[Start of PROVIDED MATERIAL]
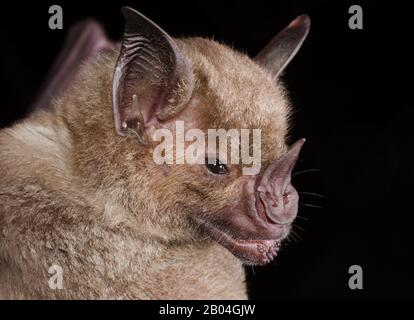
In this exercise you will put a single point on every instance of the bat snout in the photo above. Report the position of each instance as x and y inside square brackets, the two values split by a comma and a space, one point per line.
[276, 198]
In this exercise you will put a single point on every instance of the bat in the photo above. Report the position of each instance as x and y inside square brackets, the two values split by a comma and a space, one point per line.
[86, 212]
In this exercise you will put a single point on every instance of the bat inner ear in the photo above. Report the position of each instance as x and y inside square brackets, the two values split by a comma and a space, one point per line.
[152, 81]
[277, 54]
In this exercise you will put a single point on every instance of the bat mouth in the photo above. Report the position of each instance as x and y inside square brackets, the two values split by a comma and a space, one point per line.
[End of PROVIDED MATERIAL]
Could you copy every entry above word for word, leaving out the pictures?

In this exercise you will put a single point on every instance of the bat snout in the photo above. Report the position of each instance as x and y inside square brackets, the two values split by a comma and a space, one point per line.
[276, 198]
In this exercise you will put a single point on every instance of the bat in the photo above. Report the position of each instance as x and y inside square brackets, the two values split by a comma and a space, one point per line.
[86, 212]
In this exercise you will put a single point on every instance of the bat inner ear in the photo above. Report the position of each instance as x and y inside square brackets, the two values split by a comma and a space, one point per line.
[152, 81]
[277, 54]
In this exercise you will put a single point on every instance of the bat mouth in the photo above. Report the position of each instance as x and y inside square brackets, the two values split by a comma and a space, one point per line.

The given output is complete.